▶ **Problem**: Find every line below that contains the word "ceiling" and copy each one out.

[start Data to use]

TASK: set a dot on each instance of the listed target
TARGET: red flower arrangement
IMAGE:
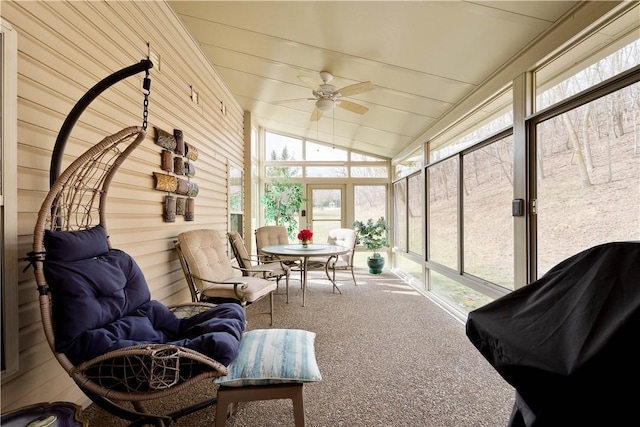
(305, 234)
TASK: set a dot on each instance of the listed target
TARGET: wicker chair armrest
(255, 269)
(218, 282)
(145, 371)
(190, 309)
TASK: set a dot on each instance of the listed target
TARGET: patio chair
(270, 235)
(209, 272)
(267, 270)
(346, 237)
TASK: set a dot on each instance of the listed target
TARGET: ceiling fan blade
(315, 116)
(352, 106)
(356, 89)
(286, 101)
(310, 82)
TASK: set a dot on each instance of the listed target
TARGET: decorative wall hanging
(192, 189)
(179, 137)
(164, 139)
(189, 169)
(178, 166)
(169, 209)
(181, 206)
(183, 186)
(167, 161)
(166, 182)
(176, 159)
(189, 214)
(191, 151)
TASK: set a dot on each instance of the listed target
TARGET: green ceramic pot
(375, 264)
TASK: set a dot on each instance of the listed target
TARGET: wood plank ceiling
(424, 58)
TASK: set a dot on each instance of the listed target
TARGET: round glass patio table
(312, 250)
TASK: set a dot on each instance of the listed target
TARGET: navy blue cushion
(90, 293)
(75, 245)
(102, 303)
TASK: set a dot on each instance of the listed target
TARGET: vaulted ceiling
(423, 57)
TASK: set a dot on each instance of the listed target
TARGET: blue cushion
(273, 356)
(75, 245)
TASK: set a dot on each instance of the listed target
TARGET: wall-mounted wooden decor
(181, 206)
(176, 159)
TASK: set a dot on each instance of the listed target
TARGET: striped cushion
(273, 356)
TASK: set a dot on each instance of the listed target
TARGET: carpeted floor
(388, 357)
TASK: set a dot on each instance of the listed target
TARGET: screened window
(414, 213)
(369, 202)
(566, 76)
(409, 165)
(236, 199)
(369, 172)
(488, 224)
(326, 171)
(442, 234)
(588, 182)
(359, 157)
(400, 217)
(283, 148)
(321, 152)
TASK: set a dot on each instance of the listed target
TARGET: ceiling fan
(327, 96)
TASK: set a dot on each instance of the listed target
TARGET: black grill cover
(568, 342)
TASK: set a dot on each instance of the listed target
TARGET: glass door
(325, 210)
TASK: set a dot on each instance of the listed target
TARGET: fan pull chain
(146, 85)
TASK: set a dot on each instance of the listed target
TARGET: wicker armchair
(251, 265)
(346, 237)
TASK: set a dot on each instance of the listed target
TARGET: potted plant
(373, 236)
(282, 201)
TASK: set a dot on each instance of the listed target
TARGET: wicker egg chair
(76, 201)
(120, 381)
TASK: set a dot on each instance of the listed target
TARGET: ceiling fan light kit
(327, 96)
(325, 104)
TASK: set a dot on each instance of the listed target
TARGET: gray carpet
(388, 357)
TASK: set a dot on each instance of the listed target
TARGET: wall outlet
(194, 96)
(154, 57)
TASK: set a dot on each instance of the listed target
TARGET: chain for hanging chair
(146, 85)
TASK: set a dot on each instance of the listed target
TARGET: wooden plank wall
(64, 49)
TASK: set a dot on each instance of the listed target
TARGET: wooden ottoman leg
(232, 395)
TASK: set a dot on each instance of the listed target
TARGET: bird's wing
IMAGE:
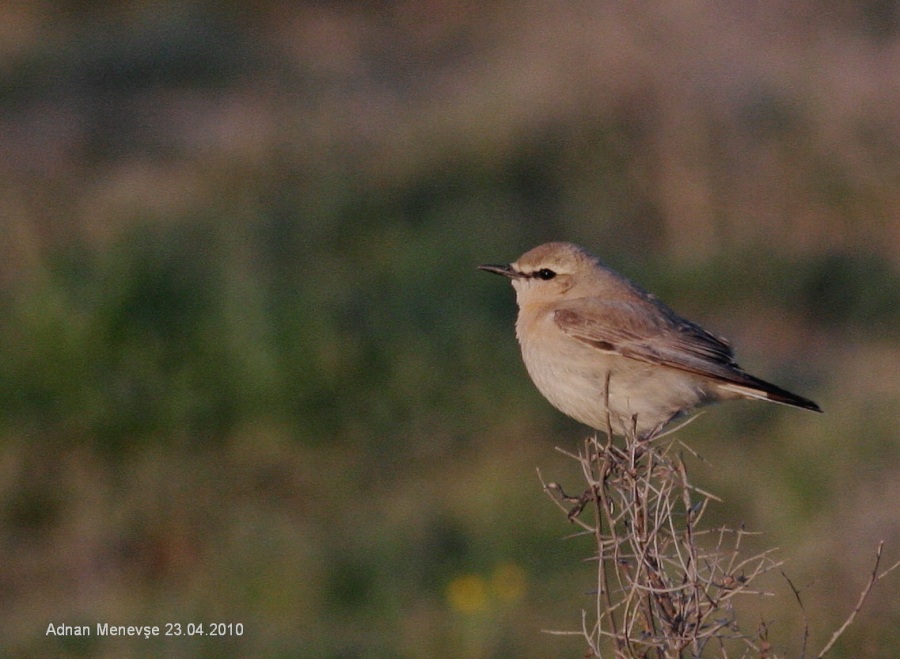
(648, 331)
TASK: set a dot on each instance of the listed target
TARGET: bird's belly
(640, 396)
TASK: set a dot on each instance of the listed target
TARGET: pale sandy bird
(602, 350)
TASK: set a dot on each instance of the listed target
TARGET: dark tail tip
(779, 395)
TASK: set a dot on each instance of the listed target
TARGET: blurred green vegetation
(249, 374)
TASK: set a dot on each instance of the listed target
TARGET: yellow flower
(467, 594)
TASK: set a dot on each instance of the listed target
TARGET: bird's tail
(762, 390)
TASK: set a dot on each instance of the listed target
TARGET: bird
(612, 356)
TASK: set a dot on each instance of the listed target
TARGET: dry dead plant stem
(665, 586)
(659, 592)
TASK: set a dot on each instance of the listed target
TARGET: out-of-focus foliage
(249, 374)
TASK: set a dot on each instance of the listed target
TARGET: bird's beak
(505, 270)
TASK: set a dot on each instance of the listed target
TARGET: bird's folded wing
(650, 332)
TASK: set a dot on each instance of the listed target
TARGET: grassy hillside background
(249, 373)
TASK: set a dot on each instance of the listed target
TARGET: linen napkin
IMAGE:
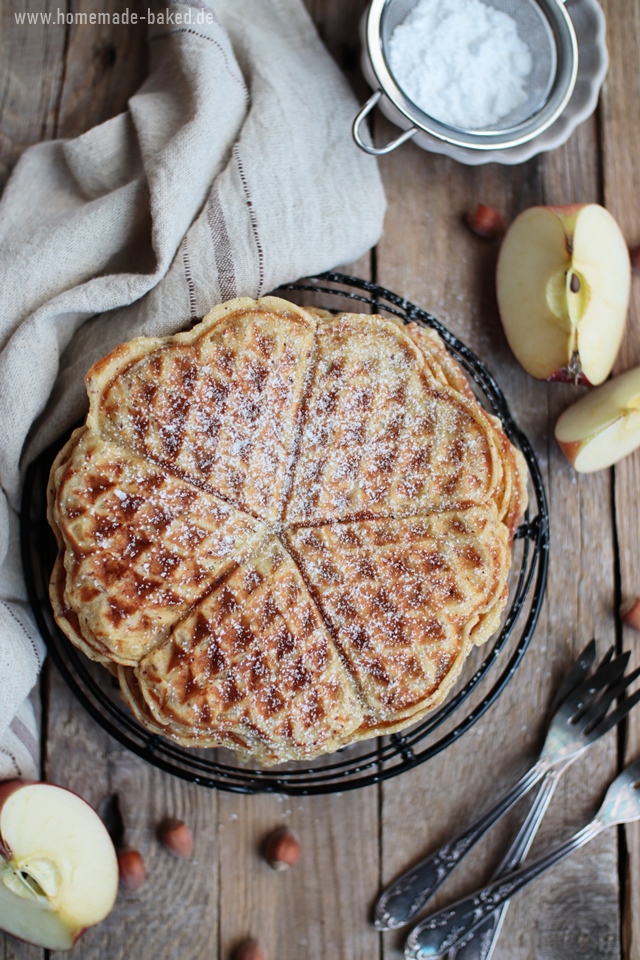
(232, 171)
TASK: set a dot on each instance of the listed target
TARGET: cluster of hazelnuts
(173, 834)
(281, 850)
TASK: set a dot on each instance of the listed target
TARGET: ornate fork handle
(406, 897)
(436, 935)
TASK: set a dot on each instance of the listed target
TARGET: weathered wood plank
(60, 78)
(428, 254)
(620, 127)
(31, 73)
(319, 908)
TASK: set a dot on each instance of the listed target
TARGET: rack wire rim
(345, 773)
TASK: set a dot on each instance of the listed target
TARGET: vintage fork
(572, 730)
(436, 935)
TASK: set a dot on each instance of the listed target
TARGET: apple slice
(563, 284)
(58, 867)
(604, 425)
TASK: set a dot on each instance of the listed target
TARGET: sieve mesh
(538, 26)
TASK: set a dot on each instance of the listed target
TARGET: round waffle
(283, 530)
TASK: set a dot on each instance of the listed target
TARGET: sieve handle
(369, 148)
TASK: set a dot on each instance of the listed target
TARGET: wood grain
(620, 133)
(61, 81)
(58, 80)
(174, 916)
(428, 254)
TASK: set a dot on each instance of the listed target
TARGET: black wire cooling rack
(353, 766)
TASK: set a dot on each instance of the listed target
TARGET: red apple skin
(7, 788)
(571, 449)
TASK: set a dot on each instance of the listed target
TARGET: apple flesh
(563, 282)
(604, 425)
(58, 868)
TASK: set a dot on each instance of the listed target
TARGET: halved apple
(563, 285)
(604, 425)
(58, 868)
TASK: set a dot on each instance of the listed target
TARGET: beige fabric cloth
(232, 171)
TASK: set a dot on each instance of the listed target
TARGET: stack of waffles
(283, 531)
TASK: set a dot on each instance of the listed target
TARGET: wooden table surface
(59, 81)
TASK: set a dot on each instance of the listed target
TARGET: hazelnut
(630, 613)
(250, 950)
(176, 837)
(486, 222)
(131, 868)
(282, 849)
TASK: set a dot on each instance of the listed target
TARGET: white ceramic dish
(590, 27)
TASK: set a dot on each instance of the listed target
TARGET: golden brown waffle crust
(283, 530)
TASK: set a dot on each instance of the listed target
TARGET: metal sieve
(543, 25)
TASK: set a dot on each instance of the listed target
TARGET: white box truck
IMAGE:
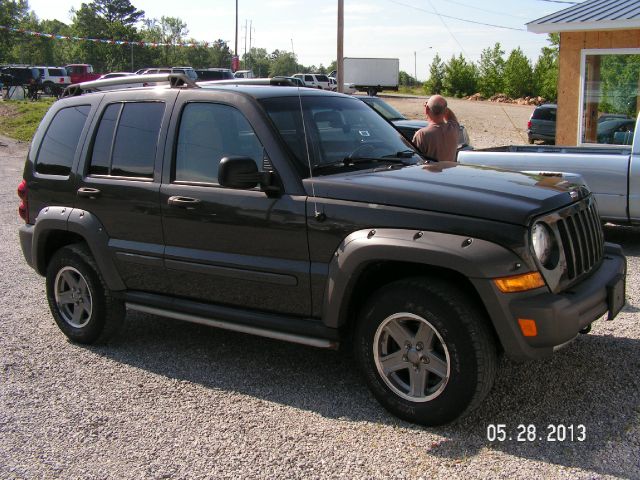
(372, 75)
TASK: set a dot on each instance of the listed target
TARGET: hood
(451, 188)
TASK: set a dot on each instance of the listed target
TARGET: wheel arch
(367, 260)
(57, 227)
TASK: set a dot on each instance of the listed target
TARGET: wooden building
(599, 69)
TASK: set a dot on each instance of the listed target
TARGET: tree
(460, 77)
(436, 76)
(491, 71)
(545, 73)
(518, 75)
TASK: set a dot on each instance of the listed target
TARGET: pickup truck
(612, 172)
(302, 215)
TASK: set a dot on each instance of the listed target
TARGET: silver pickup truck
(612, 172)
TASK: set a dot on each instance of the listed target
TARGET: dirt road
(489, 124)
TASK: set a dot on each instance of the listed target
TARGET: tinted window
(544, 114)
(61, 140)
(208, 133)
(101, 155)
(134, 149)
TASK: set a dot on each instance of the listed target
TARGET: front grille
(582, 239)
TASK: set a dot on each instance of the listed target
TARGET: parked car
(53, 79)
(212, 204)
(616, 131)
(407, 127)
(542, 123)
(315, 80)
(209, 74)
(612, 172)
(81, 72)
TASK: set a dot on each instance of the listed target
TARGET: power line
(483, 9)
(457, 18)
(447, 27)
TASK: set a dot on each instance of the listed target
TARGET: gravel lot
(174, 400)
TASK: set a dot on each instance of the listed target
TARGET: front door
(224, 246)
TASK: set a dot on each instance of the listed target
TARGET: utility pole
(340, 59)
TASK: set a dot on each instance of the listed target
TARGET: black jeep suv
(302, 215)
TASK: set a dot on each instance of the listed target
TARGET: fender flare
(471, 257)
(84, 224)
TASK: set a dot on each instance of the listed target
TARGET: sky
(410, 30)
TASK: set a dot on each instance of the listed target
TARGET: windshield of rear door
(342, 133)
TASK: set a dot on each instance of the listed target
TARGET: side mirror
(242, 173)
(238, 172)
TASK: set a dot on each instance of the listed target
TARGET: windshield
(342, 132)
(384, 109)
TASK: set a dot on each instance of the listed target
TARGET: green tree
(436, 76)
(545, 72)
(491, 71)
(518, 75)
(460, 77)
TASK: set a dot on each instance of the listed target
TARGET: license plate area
(615, 296)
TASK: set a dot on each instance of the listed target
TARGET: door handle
(183, 202)
(88, 192)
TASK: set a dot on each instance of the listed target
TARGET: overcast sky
(374, 28)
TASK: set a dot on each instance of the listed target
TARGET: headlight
(544, 245)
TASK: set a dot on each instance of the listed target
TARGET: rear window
(544, 114)
(59, 144)
(131, 152)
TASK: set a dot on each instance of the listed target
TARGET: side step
(236, 327)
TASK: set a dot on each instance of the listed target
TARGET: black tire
(461, 348)
(80, 302)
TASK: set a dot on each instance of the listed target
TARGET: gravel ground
(173, 400)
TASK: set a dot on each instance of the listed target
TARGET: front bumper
(559, 317)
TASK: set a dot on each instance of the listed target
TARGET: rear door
(225, 246)
(119, 182)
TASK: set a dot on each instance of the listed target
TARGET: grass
(19, 119)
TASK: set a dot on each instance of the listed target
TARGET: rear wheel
(79, 300)
(426, 351)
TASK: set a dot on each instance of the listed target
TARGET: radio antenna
(316, 213)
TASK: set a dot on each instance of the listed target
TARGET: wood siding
(571, 46)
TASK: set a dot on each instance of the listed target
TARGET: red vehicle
(81, 72)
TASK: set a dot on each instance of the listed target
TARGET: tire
(426, 351)
(79, 300)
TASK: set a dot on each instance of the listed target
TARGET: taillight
(23, 208)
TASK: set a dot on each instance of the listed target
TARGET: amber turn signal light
(528, 327)
(519, 283)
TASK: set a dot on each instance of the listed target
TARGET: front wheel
(79, 300)
(426, 351)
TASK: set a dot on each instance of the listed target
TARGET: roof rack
(277, 82)
(174, 79)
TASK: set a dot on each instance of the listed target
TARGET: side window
(61, 140)
(131, 151)
(208, 133)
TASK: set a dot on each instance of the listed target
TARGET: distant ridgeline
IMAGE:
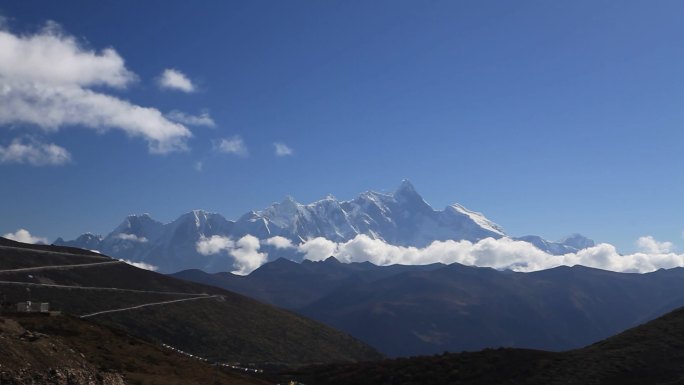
(401, 218)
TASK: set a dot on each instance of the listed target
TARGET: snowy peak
(478, 218)
(577, 241)
(401, 218)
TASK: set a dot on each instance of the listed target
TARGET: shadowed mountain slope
(648, 354)
(40, 350)
(200, 319)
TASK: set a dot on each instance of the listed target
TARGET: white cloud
(34, 153)
(24, 236)
(648, 244)
(233, 145)
(203, 119)
(46, 80)
(245, 251)
(281, 149)
(175, 80)
(132, 238)
(503, 253)
(141, 265)
(199, 166)
(247, 255)
(214, 245)
(279, 242)
(318, 249)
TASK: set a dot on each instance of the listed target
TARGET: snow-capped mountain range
(401, 218)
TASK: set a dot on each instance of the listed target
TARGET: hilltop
(42, 350)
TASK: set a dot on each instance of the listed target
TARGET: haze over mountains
(286, 229)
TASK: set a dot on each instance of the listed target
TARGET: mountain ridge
(401, 218)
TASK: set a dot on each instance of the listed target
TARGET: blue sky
(548, 117)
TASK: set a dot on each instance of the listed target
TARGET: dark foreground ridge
(423, 310)
(648, 354)
(56, 350)
(202, 320)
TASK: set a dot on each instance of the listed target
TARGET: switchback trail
(148, 304)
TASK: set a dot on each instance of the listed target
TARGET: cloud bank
(173, 79)
(35, 153)
(132, 238)
(503, 253)
(244, 251)
(47, 80)
(24, 236)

[end Data to use]

▶ **Written solution**:
TARGET: ceiling fan blade
TARGET: wood plank ceiling
TARGET: vaulted ceiling
TARGET: ceiling fan
TARGET: ceiling fan light kit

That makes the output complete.